**What the task asks:**
When a line in the records contains the string "each", copy that line.

**Records provided:**
------------------------------------------------------------
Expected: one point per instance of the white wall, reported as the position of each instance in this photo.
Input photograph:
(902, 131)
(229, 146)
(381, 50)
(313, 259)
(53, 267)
------------------------------------------------------------
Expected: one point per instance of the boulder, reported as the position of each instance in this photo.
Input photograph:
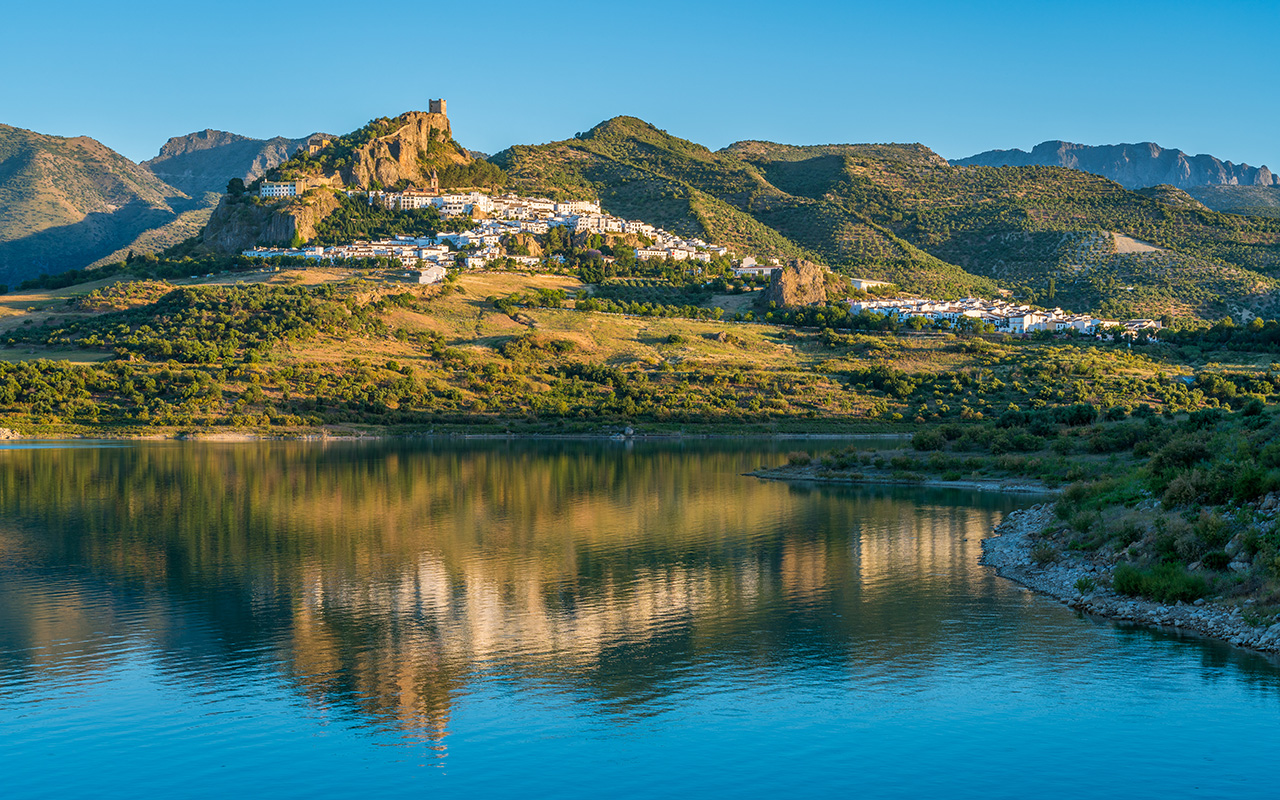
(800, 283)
------------------------------------------------------------
**Exercise response:**
Expected: one point per instance of the white wall, reported as the position of each instance in this photo.
Expected: one point per instance of the boulder, reported as the position of each instance in this photo.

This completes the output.